*Task*. Start at the top line and retype the data exactly through to the end.

——————————

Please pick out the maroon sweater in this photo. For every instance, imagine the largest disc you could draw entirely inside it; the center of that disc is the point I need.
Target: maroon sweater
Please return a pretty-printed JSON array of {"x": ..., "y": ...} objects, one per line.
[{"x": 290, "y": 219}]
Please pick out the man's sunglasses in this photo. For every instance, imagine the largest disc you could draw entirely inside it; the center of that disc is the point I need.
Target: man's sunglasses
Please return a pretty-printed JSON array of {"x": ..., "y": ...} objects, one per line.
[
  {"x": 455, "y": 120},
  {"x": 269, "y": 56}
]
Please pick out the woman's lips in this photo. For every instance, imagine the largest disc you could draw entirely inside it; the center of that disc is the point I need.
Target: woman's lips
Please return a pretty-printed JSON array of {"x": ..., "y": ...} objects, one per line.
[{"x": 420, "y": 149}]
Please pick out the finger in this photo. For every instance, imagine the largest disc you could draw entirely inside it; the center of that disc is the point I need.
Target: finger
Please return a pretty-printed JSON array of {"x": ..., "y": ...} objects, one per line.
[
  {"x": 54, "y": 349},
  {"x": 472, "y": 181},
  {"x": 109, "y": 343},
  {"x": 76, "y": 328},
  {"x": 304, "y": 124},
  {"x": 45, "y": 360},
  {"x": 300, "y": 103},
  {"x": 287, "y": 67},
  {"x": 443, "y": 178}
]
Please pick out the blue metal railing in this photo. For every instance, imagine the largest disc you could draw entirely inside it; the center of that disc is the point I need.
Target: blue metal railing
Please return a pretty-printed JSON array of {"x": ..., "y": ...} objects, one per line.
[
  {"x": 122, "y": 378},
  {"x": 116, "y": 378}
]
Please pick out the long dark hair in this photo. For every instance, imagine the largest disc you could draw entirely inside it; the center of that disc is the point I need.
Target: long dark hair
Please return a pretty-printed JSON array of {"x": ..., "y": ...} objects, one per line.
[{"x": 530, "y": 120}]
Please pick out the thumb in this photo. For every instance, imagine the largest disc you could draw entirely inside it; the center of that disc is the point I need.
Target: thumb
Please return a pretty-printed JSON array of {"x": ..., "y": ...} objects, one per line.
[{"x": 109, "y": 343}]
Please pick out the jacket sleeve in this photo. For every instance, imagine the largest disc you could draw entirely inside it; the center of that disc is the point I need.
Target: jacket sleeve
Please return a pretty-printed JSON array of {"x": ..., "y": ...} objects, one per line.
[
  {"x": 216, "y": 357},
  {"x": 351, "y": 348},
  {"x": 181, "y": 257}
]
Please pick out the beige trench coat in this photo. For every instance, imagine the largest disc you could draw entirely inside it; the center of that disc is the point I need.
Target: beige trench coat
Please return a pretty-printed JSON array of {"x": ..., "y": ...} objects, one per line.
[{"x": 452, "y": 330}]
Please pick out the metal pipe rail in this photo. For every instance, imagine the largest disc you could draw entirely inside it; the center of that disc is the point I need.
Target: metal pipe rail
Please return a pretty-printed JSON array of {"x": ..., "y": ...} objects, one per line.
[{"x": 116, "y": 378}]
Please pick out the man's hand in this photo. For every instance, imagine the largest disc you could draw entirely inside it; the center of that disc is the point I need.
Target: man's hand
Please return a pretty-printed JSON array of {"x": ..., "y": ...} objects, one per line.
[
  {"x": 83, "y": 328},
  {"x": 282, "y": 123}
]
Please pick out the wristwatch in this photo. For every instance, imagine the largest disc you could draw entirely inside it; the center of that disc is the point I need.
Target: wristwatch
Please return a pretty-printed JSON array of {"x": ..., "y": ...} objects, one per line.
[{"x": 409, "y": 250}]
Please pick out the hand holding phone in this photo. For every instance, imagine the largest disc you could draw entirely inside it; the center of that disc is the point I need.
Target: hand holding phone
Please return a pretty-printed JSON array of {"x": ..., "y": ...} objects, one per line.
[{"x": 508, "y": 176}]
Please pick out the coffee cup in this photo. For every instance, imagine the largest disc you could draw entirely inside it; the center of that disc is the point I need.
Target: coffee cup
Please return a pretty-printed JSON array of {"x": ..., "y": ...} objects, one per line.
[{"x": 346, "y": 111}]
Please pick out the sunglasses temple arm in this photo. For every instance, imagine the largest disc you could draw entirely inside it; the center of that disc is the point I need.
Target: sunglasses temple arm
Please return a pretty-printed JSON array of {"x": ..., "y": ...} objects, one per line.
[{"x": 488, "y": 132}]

——————————

*Solution*.
Please pick out the maroon sweater in this photo. For every instance, imagine the largest disc you could draw entirely inside it; the center of that disc is the point I need.
Target: maroon sweater
Please return a pretty-printed JSON array of {"x": ..., "y": ...} objects, one per line.
[{"x": 290, "y": 219}]
Please pick out the man's sunglasses in this photo. For every instance, imagine the largest disc you could draw entirely inside it; the center of that disc is the point I need.
Target: man's sunglasses
Please return a pretty-printed JSON array of {"x": ..., "y": ...} objects, one per line.
[
  {"x": 455, "y": 120},
  {"x": 269, "y": 56}
]
Please pick out the woman's lips in this photo. For every instance, imagine the largest disc you could draw entirely inside it; the center of that disc is the point I need.
Target: woman's lips
Please return a pretty-printed JSON array of {"x": ..., "y": ...} objects, one per line.
[{"x": 420, "y": 149}]
Please pick out the finger in this photo. For every instance, imagine the largest disc you could draw entirely inside it; the center of that disc is the point I need.
Target: finger
Please return a pretty-printed JSON array of {"x": ..., "y": ...} objects, one per line.
[
  {"x": 54, "y": 349},
  {"x": 472, "y": 181},
  {"x": 109, "y": 343},
  {"x": 76, "y": 328},
  {"x": 304, "y": 124},
  {"x": 45, "y": 360},
  {"x": 300, "y": 103},
  {"x": 287, "y": 67},
  {"x": 443, "y": 178}
]
Please pick out the blue metal railing in this photo. For every instance, imagine the largest disc you could draw entirely inside it; the center of that disc is the point I need.
Target: blue metal railing
Please return a pretty-printed JSON array of {"x": ..., "y": ...} objects, one per line.
[
  {"x": 122, "y": 378},
  {"x": 116, "y": 378}
]
Please pick out the long dark hair in this photo. For every instance, imagine the largest disc you could draw entirely inside it; the center of that disc is the point I need.
Target: long dark hair
Please return a pretty-printed JSON array of {"x": ..., "y": ...} objects, one per line.
[{"x": 530, "y": 120}]
Please pick out the thumb in this photo. For every instance, imagine the largest disc you could draw entirely inside it; the center of that disc is the point I need.
Target: thumb
Please return a pretty-printed JSON array of {"x": ..., "y": ...} objects, one per line.
[{"x": 109, "y": 343}]
Please pick out the jacket sleeve in this photo. For every instance, imagine the largest disc you could draw entirely inside it; the center of that disc is the point I need.
Target: jacket sleeve
Please return a pretty-printed JSON array of {"x": ..., "y": ...} objects, one per line.
[
  {"x": 216, "y": 357},
  {"x": 351, "y": 348},
  {"x": 181, "y": 257}
]
Please pick out the beige trench coat in this photo. For every instance, imagine the largest disc you could draw entirely inside it; the center of that disc is the point I need.
Target: beige trench coat
Please return a pretty-printed JSON array of {"x": ..., "y": ...} objects, one per line.
[{"x": 452, "y": 330}]
Please pick out the metal pipe rail in this photo. For every instance, imagine the largest disc you could draw entirely inside it; the center of that disc is the point I need.
Target: metal pipe rail
Please return a pretty-printed JSON array of {"x": ..., "y": ...} objects, one per line.
[{"x": 116, "y": 378}]
Please pick out the man's hand in this photo. For every instance, imagine the largest disc you could draw entirely inside it; the center of that disc is the point I need.
Target: man's hand
Please return a pretty-printed JSON array of {"x": ..., "y": ...} objects, one per line.
[
  {"x": 83, "y": 328},
  {"x": 282, "y": 123}
]
Please pick out the wristwatch in this photo. For every instance, imagine the largest disc you could draw entirely inside it; the center of that disc is the point I need.
Target: wristwatch
Please return a pretty-printed JSON array of {"x": ..., "y": ...} objects, one per line.
[{"x": 409, "y": 250}]
Please pick out the hand holding phone in this photo. For every instance, imagine the largest disc you could draw entirely inside it; the center of that disc is the point I need.
Target: hand holding phone
Please return a pretty-printed JSON array of {"x": ..., "y": ...} objects, one per line.
[{"x": 508, "y": 176}]
Please pick out the coffee cup in this photo. For every instance, imagine the largest disc you could draw entirely inside it; the center of that disc is the point I need.
Target: coffee cup
Please return a pretty-printed JSON array of {"x": ..., "y": ...} objects, one per line.
[{"x": 346, "y": 111}]
Please pick out the sunglasses temple arm in this photo. For every instance, imagine the largest disc you could draw entirely inside it; the center of that disc is the point I need.
Target: sunglasses temple arm
Please return a pretty-printed JSON array of {"x": ..., "y": ...} objects, one per line.
[{"x": 488, "y": 132}]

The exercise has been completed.